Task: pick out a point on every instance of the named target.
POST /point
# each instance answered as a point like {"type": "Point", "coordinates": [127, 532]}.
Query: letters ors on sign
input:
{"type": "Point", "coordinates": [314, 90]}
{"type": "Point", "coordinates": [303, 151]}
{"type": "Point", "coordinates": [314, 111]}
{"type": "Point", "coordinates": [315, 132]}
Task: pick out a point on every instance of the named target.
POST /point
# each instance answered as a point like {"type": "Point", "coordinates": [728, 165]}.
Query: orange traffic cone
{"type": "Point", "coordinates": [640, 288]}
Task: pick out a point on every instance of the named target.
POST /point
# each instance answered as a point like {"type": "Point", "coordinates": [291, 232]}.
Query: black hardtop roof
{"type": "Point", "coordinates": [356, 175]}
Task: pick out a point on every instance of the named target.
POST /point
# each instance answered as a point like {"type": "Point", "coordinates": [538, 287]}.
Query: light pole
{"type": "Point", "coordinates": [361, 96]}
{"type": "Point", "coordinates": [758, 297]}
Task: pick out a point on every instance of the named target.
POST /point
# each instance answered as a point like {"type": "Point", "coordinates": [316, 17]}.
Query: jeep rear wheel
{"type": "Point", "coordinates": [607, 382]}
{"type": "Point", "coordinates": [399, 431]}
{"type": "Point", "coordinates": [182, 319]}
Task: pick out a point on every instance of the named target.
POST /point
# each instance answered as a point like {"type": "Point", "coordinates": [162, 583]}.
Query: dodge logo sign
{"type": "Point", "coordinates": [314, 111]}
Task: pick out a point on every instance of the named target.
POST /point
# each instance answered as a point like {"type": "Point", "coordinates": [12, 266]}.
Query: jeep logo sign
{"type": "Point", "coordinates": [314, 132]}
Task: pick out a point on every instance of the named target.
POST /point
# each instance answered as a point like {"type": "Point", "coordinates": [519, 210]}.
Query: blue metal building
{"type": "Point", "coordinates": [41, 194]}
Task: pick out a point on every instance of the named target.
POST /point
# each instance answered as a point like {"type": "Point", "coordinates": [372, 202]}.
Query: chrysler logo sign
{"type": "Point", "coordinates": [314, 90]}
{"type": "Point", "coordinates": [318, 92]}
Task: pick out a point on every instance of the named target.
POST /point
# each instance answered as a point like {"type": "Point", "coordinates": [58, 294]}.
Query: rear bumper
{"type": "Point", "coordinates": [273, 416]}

> Aim: Each entry above is to be set down again in exactly the same words.

> Complete output:
Task: pick out a point on every instance of the named target.
POST /point
# each instance answered as a point like {"type": "Point", "coordinates": [127, 532]}.
Query: letters ors on sign
input:
{"type": "Point", "coordinates": [314, 90]}
{"type": "Point", "coordinates": [303, 151]}
{"type": "Point", "coordinates": [314, 111]}
{"type": "Point", "coordinates": [315, 132]}
Task: pick out a point on every instance of the named target.
POST /point
# each instance answered as a point like {"type": "Point", "coordinates": [728, 165]}.
Query: orange traffic cone
{"type": "Point", "coordinates": [640, 288]}
Task: pick out a point on every instance of the named target.
POST /point
# each instance answered as a point like {"type": "Point", "coordinates": [291, 232]}.
Query: black hardtop roof
{"type": "Point", "coordinates": [356, 175]}
Task: pick out a point on every instance of the named target.
POST /point
# each instance answered as a point like {"type": "Point", "coordinates": [538, 287]}.
Query: light pole
{"type": "Point", "coordinates": [361, 96]}
{"type": "Point", "coordinates": [758, 297]}
Task: pick out a point on every instance of the named target.
POST /point
# each instance answered as a point like {"type": "Point", "coordinates": [316, 17]}.
Query: jeep rear wheel
{"type": "Point", "coordinates": [607, 382]}
{"type": "Point", "coordinates": [399, 431]}
{"type": "Point", "coordinates": [182, 319]}
Task: pick out a point on every instance of the named target.
POST /point
# each instance answered as a point like {"type": "Point", "coordinates": [162, 583]}.
Query: dodge logo sign
{"type": "Point", "coordinates": [314, 111]}
Task: pick out a point on every instance of the named target.
POST /point
# each instance answered as a point like {"type": "Point", "coordinates": [12, 266]}.
Query: jeep logo sign
{"type": "Point", "coordinates": [314, 132]}
Task: pick out a point on every instance of the named target.
POST /point
# each instance answered as a point like {"type": "Point", "coordinates": [519, 210]}.
Query: blue metal building
{"type": "Point", "coordinates": [41, 194]}
Task: pick out a point on every instance of the named target.
POST /point
# each instance answered as a point like {"type": "Point", "coordinates": [372, 202]}.
Query: chrysler logo sign
{"type": "Point", "coordinates": [314, 90]}
{"type": "Point", "coordinates": [318, 92]}
Task: pick out a point on every instance of the named target.
POST /point
# each instance answered as a point like {"type": "Point", "coordinates": [58, 294]}.
Query: rear bumper
{"type": "Point", "coordinates": [273, 416]}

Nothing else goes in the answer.